**Given passage**
........
My initial reaction was as you might expect: moderately incensed. After waiting centuries for access to the "hallowed halls of education," girls are now being blamed for the boys running away? I caught myself however, mid-outrage, as the word "competition" popped to mind. At first I thought, "Well maybe the boys just can't compete with the girls?" Then my more mature self kicked in, and I had to wonder if today's schools are in fact simply more "competitive" for all students. If so, in what ways might such changes be particularly impactful for boys?

Traditionally, competitive success in our schools has been defined by the most immediately measurable of metrics, namely the quantitative ones. Grades, touchdowns and goals, SAT scores, the number of elite universities into which our children were admitted -- these have been our measures of competitive achievement. Upon further reflection, it occurred to me that some of the most important contributing factors to this form of success have been heavily weighted toward the success of boys.

First and foremost, quantitative achievement has always required access to high quality schools that couple learning opportunities with elevated expectations; such access has historically been far more present for boys than girls. Yes, women did make it in these schools, but only with a lot of fight and a lot of failure.

Second, such success required that experiences be provided in those environments that would hone their drive and competitive skills -- so what better way to do so than on the playing field? Once again, boys have dominated pre-collegiate and collegiate sports. Even with the advent of Title 9, funding and support for athletic opportunities continue to be male-dominated. Take a look at the emphasis placed on men's March Madness. Is anyone worried about his or her women's bracket?

Third, students have been conditioned to expect that, at the end of all of this competition and measurable success, a prize is waiting for them. That prize was called a career. Traditionally, the stay-at-home husband has not been presented as a viable option for boys. Though the pre-destined idea that men are expected to work outside the home might have created pressure, it also implied that if a boy wanted a career, it was his to take in one form or another -- no one would reject him purely because of his gender. Not so for women. Certainly many have prevailed due to, I believe, collaborative support, grit, flexibility and "failing forward."

In considering these added competitive burdens we have placed upon our girls and not our boys, is it possible that, in fact, it is our boys we have been failing all along?

What's changed? There is little doubt that the measurements of success today are less quantitative and more qualitative then ever before. Our students must be able to think in order to succeed; they must be able to test and evaluate assumptions; and most importantly, they must know how to fail, learn from those failures and try again, and again. These pathways to success require far more resilience, similar to that which has been required of our girls. We need students who are okay knowing that there may not be a right answer and there may not be a winner. And this is the opposite of what we traditionally taught our boys as young children: we have not inculcated them with resilience and flexibility. We have not coached them in selfless collaboration, nor given them the words or tools necessary to develop emotional IQ, without which their sense of empathy and foundation of character will fail them. In this new paradigm, a dependence on a "right answer" and a sense of entitled productivity in the world will no longer guide them to success. On the other hand, our girls could not have survived without meeting these requirements. No wonder our boys are checking out on us.

How then do we reverse this? I say that we start very young. Let's elevate the acquisition of empathy and character to the same level as math and literacy. Our educational environments must set the expectation that failure is a mandatory step in the mastery of anything. Let's make sure that every one of our students knows from the very start that their education that ultimately their success in life is utterly and completely theirs to fight for -- and fight they must, girls and boys alike, side-by-side.

(1)Source: Child Trends' caluculations of U.S. Census Bureau, School Enrollment-Social and Economic Characteristics of Students: October 2012.
........
**Data excerpt**
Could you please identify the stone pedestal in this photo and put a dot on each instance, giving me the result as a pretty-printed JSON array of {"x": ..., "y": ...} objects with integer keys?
........
**Tasks and exercises**
1. From the passage on boys in school, repeat everything from "How then do" down to "Students: October 2012.".
2. Answer these questions from the passage on boys in school:
(a) Which measures of competitive achievement does the passage list?
(b) Which sporting event does it name to show the emphasis placed on men's athletics?
(c) What was the prize that students were conditioned to expect at the end of the competition?
The data that comes with this passage on boys in school is not needed here.

**Task results**
1.
How then do we reverse this? I say that we start very young. Let's elevate the acquisition of empathy and character to the same level as math and literacy. Our educational environments must set the expectation that failure is a mandatory step in the mastery of anything. Let's make sure that every one of our students knows from the very start that their education that ultimately their success in life is utterly and completely theirs to fight for -- and fight they must, girls and boys alike, side-by-side.

(1)Source: Child Trends' caluculations of U.S. Census Bureau, School Enrollment-Social and Economic Characteristics of Students: October 2012.

2.
(a) Grades, touchdowns and goals, SAT scores, and the number of elite universities into which children were admitted.
(b) Men's March Madness.
(c) A career.